■ Problem to work on
Exact reproduction required: the lines below from the line with "Each instance receives exactly one keypoint. Tag the window" to the line with "Each instance receives exactly one keypoint. Tag the white car", both ends included, and no others.

(Extracted data entries)
%%

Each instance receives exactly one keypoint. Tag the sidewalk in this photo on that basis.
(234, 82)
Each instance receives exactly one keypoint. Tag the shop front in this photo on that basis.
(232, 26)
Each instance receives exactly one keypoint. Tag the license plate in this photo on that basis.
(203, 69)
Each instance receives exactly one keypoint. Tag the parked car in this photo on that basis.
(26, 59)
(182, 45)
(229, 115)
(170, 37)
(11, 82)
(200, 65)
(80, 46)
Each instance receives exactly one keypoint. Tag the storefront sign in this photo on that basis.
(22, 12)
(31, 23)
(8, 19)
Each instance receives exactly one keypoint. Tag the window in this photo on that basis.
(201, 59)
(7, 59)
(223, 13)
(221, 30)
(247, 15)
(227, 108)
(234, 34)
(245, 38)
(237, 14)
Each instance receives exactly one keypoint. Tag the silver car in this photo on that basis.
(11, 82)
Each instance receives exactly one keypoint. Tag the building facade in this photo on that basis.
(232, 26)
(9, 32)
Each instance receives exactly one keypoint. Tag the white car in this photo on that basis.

%%
%%

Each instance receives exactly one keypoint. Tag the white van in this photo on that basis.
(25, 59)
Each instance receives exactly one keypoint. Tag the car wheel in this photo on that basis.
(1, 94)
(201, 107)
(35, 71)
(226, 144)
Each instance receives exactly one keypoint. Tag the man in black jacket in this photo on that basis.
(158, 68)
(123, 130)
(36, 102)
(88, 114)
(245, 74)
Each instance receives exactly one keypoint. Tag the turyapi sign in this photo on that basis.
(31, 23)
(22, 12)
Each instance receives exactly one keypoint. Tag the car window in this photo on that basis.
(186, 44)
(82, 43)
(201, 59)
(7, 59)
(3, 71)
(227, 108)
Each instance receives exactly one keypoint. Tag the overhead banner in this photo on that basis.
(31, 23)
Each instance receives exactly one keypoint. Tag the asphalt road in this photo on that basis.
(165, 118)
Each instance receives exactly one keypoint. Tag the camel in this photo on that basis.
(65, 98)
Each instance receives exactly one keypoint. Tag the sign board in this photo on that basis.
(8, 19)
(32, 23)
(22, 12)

%%

■ Answer space
Each instance receives exactly one keypoint. Tag the window in this photo on that basis.
(201, 59)
(7, 59)
(223, 13)
(221, 30)
(247, 15)
(227, 108)
(234, 34)
(245, 38)
(237, 14)
Each instance receives exactly one keypoint. Tag the silver car in this photo on that basis.
(11, 82)
Each instance receives exactly one keypoint. Tag the building facade in this photo on that basis.
(232, 26)
(9, 32)
Each instance receives exactly one keypoint. Tag the white car in this photo on that basis.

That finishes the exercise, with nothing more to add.